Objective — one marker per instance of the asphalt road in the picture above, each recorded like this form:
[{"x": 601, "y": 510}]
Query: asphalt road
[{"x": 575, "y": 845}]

+ + +

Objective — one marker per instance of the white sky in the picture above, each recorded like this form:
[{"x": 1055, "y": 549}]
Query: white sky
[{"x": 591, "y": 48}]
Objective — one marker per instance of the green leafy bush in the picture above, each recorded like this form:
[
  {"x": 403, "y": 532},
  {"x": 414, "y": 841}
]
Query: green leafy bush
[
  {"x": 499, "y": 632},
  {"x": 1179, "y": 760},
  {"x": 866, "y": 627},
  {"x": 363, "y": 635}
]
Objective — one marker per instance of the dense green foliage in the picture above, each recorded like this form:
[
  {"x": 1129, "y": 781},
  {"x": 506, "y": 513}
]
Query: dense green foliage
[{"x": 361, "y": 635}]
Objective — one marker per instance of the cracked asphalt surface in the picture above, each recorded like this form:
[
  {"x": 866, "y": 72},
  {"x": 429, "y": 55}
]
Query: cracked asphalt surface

+ + +

§ EXERCISE BRIEF
From the records above, pick out and copy each line holding the word "instance".

§ ANSWER BELOW
Objective — one marker per instance of the asphalt road in the picture above, each recorded like this form:
Objective — one marker per instance of the white sky in the picture above, each recorded like this form:
Objective — one marker per instance of the green leafy bush in the picture above, each recorded like this form:
Objective — one marker per instance of the dense green foliage in the picture above, each recorded like this form:
Objective — one marker per instance of the cracked asphalt surface in the picture above, each recorded like this form:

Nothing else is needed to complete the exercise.